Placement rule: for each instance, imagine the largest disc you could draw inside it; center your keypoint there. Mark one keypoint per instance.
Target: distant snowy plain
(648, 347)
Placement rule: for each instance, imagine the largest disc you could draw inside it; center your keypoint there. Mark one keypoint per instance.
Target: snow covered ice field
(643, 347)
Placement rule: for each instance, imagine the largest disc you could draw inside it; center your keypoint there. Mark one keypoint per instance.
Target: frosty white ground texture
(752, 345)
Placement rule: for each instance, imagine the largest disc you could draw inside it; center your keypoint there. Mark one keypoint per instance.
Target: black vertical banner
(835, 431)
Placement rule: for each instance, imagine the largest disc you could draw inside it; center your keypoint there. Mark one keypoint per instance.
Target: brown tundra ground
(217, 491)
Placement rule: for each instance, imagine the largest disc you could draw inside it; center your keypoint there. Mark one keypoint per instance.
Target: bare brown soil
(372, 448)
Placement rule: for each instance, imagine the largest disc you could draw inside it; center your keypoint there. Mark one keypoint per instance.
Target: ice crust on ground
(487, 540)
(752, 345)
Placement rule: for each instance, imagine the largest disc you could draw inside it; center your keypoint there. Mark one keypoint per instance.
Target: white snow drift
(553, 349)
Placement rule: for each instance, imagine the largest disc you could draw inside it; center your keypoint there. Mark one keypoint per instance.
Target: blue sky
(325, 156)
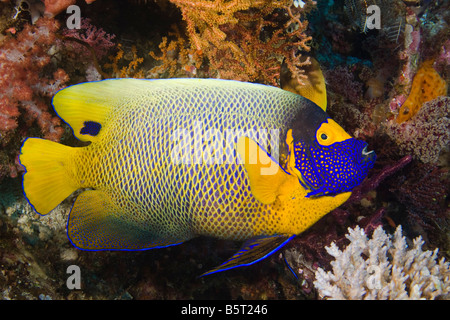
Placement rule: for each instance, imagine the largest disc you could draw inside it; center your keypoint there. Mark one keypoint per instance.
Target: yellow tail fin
(46, 182)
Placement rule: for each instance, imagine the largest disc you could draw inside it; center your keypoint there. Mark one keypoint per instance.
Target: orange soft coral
(427, 85)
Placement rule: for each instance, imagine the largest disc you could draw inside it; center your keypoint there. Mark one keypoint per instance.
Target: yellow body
(149, 188)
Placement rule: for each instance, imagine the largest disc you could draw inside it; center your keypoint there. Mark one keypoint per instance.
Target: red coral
(23, 85)
(100, 41)
(53, 7)
(28, 81)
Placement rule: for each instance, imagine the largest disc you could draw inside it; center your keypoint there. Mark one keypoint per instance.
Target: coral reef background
(369, 75)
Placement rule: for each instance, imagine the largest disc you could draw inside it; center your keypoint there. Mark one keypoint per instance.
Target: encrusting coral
(382, 268)
(242, 39)
(427, 85)
(427, 133)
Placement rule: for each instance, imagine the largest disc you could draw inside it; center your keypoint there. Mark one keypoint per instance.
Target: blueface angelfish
(173, 159)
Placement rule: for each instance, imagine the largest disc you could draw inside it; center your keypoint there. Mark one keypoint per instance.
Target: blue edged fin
(94, 224)
(252, 251)
(46, 182)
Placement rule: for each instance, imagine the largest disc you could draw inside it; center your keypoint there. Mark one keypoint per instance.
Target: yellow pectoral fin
(265, 174)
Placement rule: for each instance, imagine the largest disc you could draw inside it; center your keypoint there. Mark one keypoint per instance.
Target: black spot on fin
(252, 251)
(91, 128)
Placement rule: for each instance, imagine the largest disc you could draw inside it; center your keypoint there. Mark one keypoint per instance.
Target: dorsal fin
(85, 107)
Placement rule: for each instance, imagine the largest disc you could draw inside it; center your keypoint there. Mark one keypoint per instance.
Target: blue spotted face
(326, 159)
(329, 170)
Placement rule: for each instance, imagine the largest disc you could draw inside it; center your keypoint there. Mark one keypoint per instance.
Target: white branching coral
(383, 268)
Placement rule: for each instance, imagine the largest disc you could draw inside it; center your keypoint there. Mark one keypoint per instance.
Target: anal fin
(252, 251)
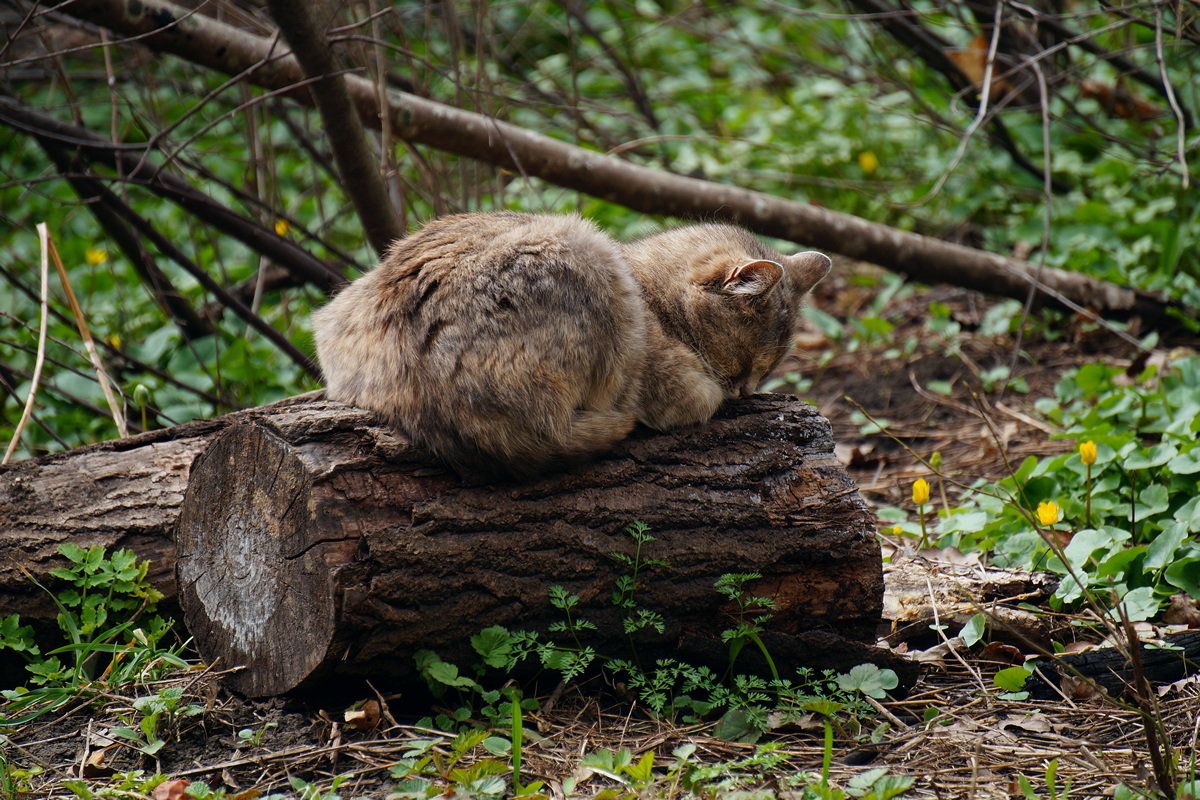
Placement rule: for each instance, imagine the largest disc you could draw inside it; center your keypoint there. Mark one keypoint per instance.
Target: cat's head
(731, 298)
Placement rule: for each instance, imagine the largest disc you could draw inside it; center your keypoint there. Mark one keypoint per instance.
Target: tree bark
(123, 493)
(208, 42)
(315, 545)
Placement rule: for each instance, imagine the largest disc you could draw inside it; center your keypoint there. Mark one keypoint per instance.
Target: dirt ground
(952, 732)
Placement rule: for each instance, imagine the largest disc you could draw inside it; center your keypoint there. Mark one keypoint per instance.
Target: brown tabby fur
(508, 342)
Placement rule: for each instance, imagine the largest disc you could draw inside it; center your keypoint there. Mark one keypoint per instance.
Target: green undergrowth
(1123, 528)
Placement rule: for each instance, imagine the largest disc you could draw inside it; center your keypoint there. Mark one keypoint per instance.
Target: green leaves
(1141, 494)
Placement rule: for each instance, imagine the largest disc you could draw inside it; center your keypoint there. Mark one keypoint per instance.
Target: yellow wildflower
(1048, 512)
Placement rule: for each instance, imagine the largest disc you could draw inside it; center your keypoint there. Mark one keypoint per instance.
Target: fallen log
(313, 542)
(123, 493)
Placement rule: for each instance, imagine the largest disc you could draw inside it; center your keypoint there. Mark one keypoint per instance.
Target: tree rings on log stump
(316, 542)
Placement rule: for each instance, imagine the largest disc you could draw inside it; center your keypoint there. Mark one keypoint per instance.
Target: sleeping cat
(508, 342)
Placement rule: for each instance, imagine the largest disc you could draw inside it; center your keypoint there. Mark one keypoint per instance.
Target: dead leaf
(1031, 722)
(96, 765)
(364, 717)
(972, 60)
(1120, 102)
(171, 789)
┄┄┄┄┄┄┄┄┄┄
▸ **What to produce**: Retype each line of the records exactly as it reads; no pictures belong in the copy.

▸ **Reply to the task**:
Placement rule: for each instance, imagine the largest disc you could draw inside it; center your keypoint there. Mark one keypoint per instance.
Target: distant snowy plain
(648, 347)
Placement rule: for each instance, imagine the largest disc you could draw inside it; center your keypoint there. Mark one keypoint per instance.
Target: snow covered ice field
(643, 347)
Placement rule: for each instance, imagine the largest disc you could draw inside it; center your keypoint there. Mark one keypoint per instance.
Target: frosty white ground texture
(752, 345)
Placement rule: for each instance, imagine the largest disc you could draw inside it; center your keypoint there. Mark one keypoint per instance.
Target: black vertical banner
(835, 431)
Placement rule: for each instance, imagine the largest disc you could draw inside it; center your keypoint there. Mark one keypoint per instance.
Target: brown tundra ground
(217, 491)
Placement rule: for each instance, imagine the largest disc you could draw inside it; center your keypoint there. Mark one keypoint per instance.
Target: bare brown soil
(372, 448)
Placement rule: for each instance, imagine the largest disc you could draw inside it; center your keypoint there. Mark one keypoint per instance.
Target: ice crust on ground
(487, 540)
(752, 345)
Placement rule: for each instance, imagine the largest disc you could draw inside it; center your keypoint there. Mark one keypoint per instance.
Target: white snow drift
(553, 349)
Placement rule: for each instance, imagine the largest disc you could draw inside it; center your keypoint there. Mark one keypoint per instance.
Target: blue sky
(325, 156)
Placement rule: for each instance, imagine the largest disc you could draw inside it; center your keypoint there. Mark one keypoint per instance.
Target: yellow tail fin
(46, 182)
Placement rule: for each instance, imagine the largest disc you could draw inside it; center your keypoint there. Mark one keypoint per instance.
Target: orange soft coral
(427, 85)
Placement rule: for each instance, imagine the largest disc you could draw inside it; center your keypoint there. Mark one keypoint per instance.
Target: yellow body
(149, 188)
Placement rule: for each instance, imagine the largest disc you could draw inside it; center your keypoint there. Mark one keypoint per instance.
Target: red coral
(23, 85)
(100, 41)
(53, 7)
(28, 81)
Placement rule: for each instance, imagine the largest disc you could draw inside it; center your keypoint there. Mark one keypoint per instance.
Target: coral reef background
(369, 75)
Placement rule: for each instance, imagine the largest disc you could draw inside it; center your keypoint there. Mark one keypoint per instance.
Target: encrusting coral
(382, 268)
(242, 39)
(427, 85)
(427, 133)
Placement rule: for each instance, imagine the largest disc you could draw inside it; center your keypoint there. Mark one keypoint per instance.
Target: blueface angelfish
(173, 159)
Placement rule: for each instance, imagine the largest disc you could draw inside it; center your keypoint there. Mark one keypoint per instance.
Target: blue edged fin
(94, 224)
(252, 251)
(46, 182)
Placement rule: for each instance, imagine the largest disc you could draw inside it; center your keypoint there. Mark one keypoint per instance.
Target: yellow pectoral fin
(265, 174)
Placement rule: for each instance, imagine the largest disc you could draw inside it; center your keypoint there. Mark one keypoint per instance.
Target: black spot on fin
(252, 251)
(91, 128)
Placement rule: for each instance, imagine the largest disc you could draw inside it; center your keypoint there. Mark one keypoint per instance.
Target: dorsal fin
(85, 107)
Placement rule: for each instance, imagine the largest disc you could draw inside it; center your keypoint there. Mark one keypoint per instance.
Target: blue spotted face
(326, 159)
(329, 170)
Placement rule: for each instance, imagine the largest disc you could draw inside it; center your keypoint there. Mark one keypoint per instance.
Target: white branching coral
(383, 268)
Placement rule: for each instance, imagine the largest disc you could draw inside it; center your keypoint there. Mark one keypoint per instance.
Target: anal fin
(252, 251)
Placement rule: for each instance, imagine the largest disc you could draw inside it; center your keypoint there. Mark one keypoint per instance.
Target: cat's head
(731, 298)
Placement rule: for each instance, imagine the largest disc you could draw inside it; center your keypoint there. Mark one keypoint per instance.
Target: tree bark
(123, 493)
(208, 42)
(315, 545)
Placement rule: for each instance, imagine the largest disc you could draw inside it; center your keypoint there. Mark one keypoint per instance.
Target: dirt ground
(952, 732)
Placement rule: for each instance, imagine the largest disc you could draw inside it; center your keypoint there. Mark one keypoint per instance.
Target: brown tabby fur
(508, 342)
Placement rule: for each instance, imagine the largest disc you could draw inside it; center your keypoint there. Mark one keypoint per instance.
Target: green undergrowth
(1123, 528)
Placement rule: for each instance, imagine the largest disc you could draw inside it; center your keypoint there. Mark one keypoint per instance.
Target: green leaves
(1141, 494)
Placement rule: for each instance, imagine the largest disc you could draw inside it; center your keypoint there. Mark one keypoint per instance.
Target: yellow wildflower
(1048, 512)
Placement rule: for each instance, imagine the largest disc you could draw inside it; center your keypoint there. Mark one keypoint per instance.
Target: fallen log
(313, 542)
(123, 493)
Placement rule: for each instance, imagine the largest disc you could draw inside it; center your keypoint there. Mark one keypoint per instance.
Target: tree rings on log stump
(316, 542)
Placement rule: for each instance, imagine the largest disc you could draw inside it; center your keypoint there. Mark one keypoint per instance.
Target: sleeping cat
(508, 342)
Placement rule: for each instance, imagine the largest disc you could draw inside it; center your keypoint there. Mark one keypoint per instance.
Target: dead leaf
(1031, 722)
(96, 765)
(364, 717)
(972, 60)
(1120, 102)
(171, 789)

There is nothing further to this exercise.